==== TEXTE À LIRE

Au départ, ce n’est qu’un “simple” vol de voiture. Un car-jacking violent qui aurait pu s’arrêter là. Pourtant quelques heures plus tard, le bilan est lourd : un policier grièvement blessé, une passante touchée à la cuisse par un éclat de balle et le voleur, tué.
Il est 21 h, dimanche 24 août 2014 lorsque vacanciers, riverains et badauds de l’Estaque sont surpris par cet épisode surréaliste. D’un côté du trottoir, on fait la queue Chez Titi, le camion pizza. De l’autre, on est en terrasse, dans l’un des restaurants de ce quartier historique de Marseille (16e arrondissement), avec vue au loin sur le port. Et puis soudain, la douce soirée d’été se transforme en scène de film. Au volant d’une petite citadine noire qu’il a volée quelques heures plus tôt dans une station service de Port-de-Bouc, un homme de 37 ans, fait irruption à toute vitesse, sur la route de la plage, entre le camion pizza et la baraque à chichis. Des policiers lui barrent la route. Le voleur sort alors une arme et tire. Les policiers répliquent. Tout va très vite. Les habitants croient entendre des pétards. Les témoins les plus proches se mettent à terre en entendant les coups de feu. La course-poursuite s’arrête là. Le voleur touché par les balles des policiers, succombe rapidement à ses blessures. Une passante qui attendait devant le camion pizza a quant à elle reçu un éclat de balle dans la cuisse et est transportée à l’hôpital, d’où elle ressortira le lendemain. Un peu plus tôt, dans le 15e arrondissement, le voleur avait franchi un premier barrage de policiers et grièvement blessé l’un d’entre eux en lui roulant dessus. Hospitalisé mais dans un état stable, ce dernier ne devrait pas être en état de reprendre le travail avant trois mois.
« Mauvais endroit, mauvais moment »
Le lendemain, alors que le petit port de l’Estaque se réveille tranquillement, l’histoire fait la Une des journaux. Du drame de la veille, il ne reste qu’une tâche sombre sur le bitume. Sur les terrasses, dans les cafés, le bar-tabac, la boulangerie, on se regroupe pour en parler. « Vous avez entendu quelque chose vous ? » « Moi, j’ai tout vu depuis ma terrasse, confie une riveraine à son pharmacien. On a vu le type passer à toute vitesse avec des motos et des voitures derrière lui. Il était costaud et il avait l’air complètement affolé. »

========
==== DONNÉES ENREGISTRÉES

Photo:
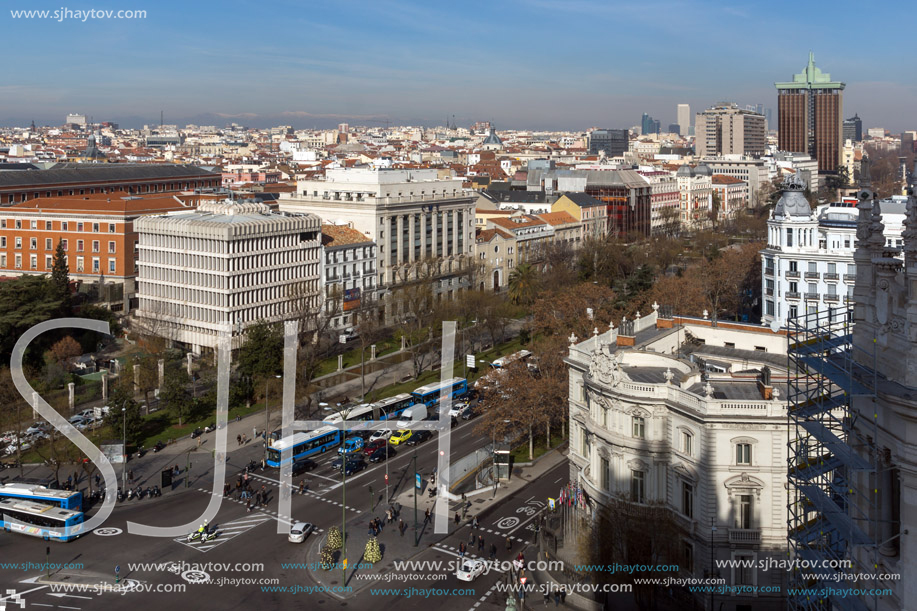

========

Recopiez à l'identique le passage du texte sur la fusillade de l'Estaque, de « Au départ, ce » à « le voleur, tué. ».

Au départ, ce n’est qu’un “simple” vol de voiture. Un car-jacking violent qui aurait pu s’arrêter là. Pourtant quelques heures plus tard, le bilan est lourd : un policier grièvement blessé, une passante touchée à la cuisse par un éclat de balle et le voleur, tué.